SG Frankfurt am Main, Urteil vom 11.06.2015 - S 26 AS 795/13
Fundstelle
openJur 2015, 10856
  • Rkr:
Tenor

1.Die Klage wird abgewiesen.2.Außergerichtliche Kosten sind nicht zu erstatten.

Tatbestand

Zwischen den Beteiligten ist der Eintritt einer Sanktion im Rahmen des SGB II streitig.

Der 1965 geborene Kläger steht im Leistungsbezug nach dem SGB II bei dem Beklagten. Der Beklagte hatte den Kläger dabei am 11.12.2012 zu einer persönlichen Vorsprache eingeladen. Diesen Termin nahm der Kläger nicht wahr und legte über seinen Prozessbevollmächtigten eine Arbeitsunfähigkeitsbescheinigung ab 10.12.2012 bis 22.12.2012 vor. In der Folge legte er weitere Arbeitsunfähigkeitsbescheinigungen durchgehend bis 14.1.2013 und nach einer erneuten Einladung zu einem Gesprächstermin am 17.1.2013 weiter bis 25.1.2013.

Mit Schreiben vom 17.1.2013 lud der Beklagte den Kläger dann nochmals zu einem persönlichen Beratungsgespräch am 24.1.2013 ein mit dem Ziel, eine Eingliederungsvereinbarung abzuschließen. In dem Schreiben führte der Beklagte an, dass bei unentschuldigtem Fernbleiben von dem Termin eine Minderung in Höhe von 10 % des Regelbedarfs eintrete. Die Einladung wirke auf den ersten Tag der Arbeitsfähigkeit fort, sofern der Kläger zu dem genannten Termin arbeitsunfähig erkrankt sei. Es werde auch darauf hingewiesen, dass eine bescheinigte Arbeitsunfähigkeit lediglich eine berufliche Tätigkeit ausschließe und keine Aussage darüber treffe, ob ein Meldetermin aus gesundheitlichen Gründen nicht wahrgenommen werden könne. Der Kläger sei deshalb aufgefordert, gegebenenfalls eine Reiseunfähigkeitsbescheinigung vorzulegen, da andernfalls das Nichterscheinen als unentschuldigtes Fernbleiben gewertet werde.

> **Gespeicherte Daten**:
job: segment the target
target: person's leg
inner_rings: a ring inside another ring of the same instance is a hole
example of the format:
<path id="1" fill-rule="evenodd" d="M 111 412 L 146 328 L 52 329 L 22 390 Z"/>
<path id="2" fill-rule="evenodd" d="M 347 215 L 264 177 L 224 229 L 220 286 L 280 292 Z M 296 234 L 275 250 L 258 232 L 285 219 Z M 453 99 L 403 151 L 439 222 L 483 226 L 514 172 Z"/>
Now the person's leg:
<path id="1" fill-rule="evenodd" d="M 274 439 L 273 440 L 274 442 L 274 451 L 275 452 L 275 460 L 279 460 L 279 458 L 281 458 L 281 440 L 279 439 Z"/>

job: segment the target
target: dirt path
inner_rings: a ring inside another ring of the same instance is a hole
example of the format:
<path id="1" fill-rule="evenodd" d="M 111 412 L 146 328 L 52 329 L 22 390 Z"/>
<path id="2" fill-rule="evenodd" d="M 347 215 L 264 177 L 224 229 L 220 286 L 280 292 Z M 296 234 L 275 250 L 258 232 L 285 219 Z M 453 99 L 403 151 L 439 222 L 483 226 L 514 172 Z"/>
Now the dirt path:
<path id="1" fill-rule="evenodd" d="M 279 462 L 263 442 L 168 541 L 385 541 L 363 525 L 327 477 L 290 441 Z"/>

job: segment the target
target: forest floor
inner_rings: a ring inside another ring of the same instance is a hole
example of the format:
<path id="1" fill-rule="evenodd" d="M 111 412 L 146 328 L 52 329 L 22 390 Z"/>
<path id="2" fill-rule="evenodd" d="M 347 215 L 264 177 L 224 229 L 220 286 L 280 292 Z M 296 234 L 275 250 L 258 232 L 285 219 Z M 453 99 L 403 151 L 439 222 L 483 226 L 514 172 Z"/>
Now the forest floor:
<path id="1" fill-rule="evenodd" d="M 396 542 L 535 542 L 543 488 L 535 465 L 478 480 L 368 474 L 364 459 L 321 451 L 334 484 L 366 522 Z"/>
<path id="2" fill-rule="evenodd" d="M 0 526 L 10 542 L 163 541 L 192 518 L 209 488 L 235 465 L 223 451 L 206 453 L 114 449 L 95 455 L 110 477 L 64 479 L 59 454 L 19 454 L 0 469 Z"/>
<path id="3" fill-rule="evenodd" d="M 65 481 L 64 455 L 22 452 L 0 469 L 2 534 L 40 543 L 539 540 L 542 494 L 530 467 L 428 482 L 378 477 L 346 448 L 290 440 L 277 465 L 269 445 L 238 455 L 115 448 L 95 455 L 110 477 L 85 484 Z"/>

> **Ziel der Übung**: Wie geht das Urteil zur SGB-II-Sanktion weiter? Nimm den Faden nach dem letzten Satz wieder auf und setze den Text fort.

> **Lösung der Übung**:
Der Prozessbevollmächtigte teilte daraufhin in einem Schreiben vom 31.1.2013 mit, dass der Kläger bis 25.1.2013 krankgeschrieben sei und er deshalb um Terminsstreichung und Mitteilung eines neuen Termins bitte. Er legte zudem weiter durchgehende Krankschreibungen des Klägers bis 22.3.2013 vor.

Mit Schreiben vom 8.2.2013 hörte der Beklagte den Kläger zu einem möglichen Meldeverstoß wegen des Nichterscheinens zum Termin am 24.1.2013 an. Der Prozessbevollmächtigte verwies bei seiner Stellungnahme darauf, dass der Kläger krankgeschrieben gewesen sei und dies dem Beklagten auch bekannt gegeben habe.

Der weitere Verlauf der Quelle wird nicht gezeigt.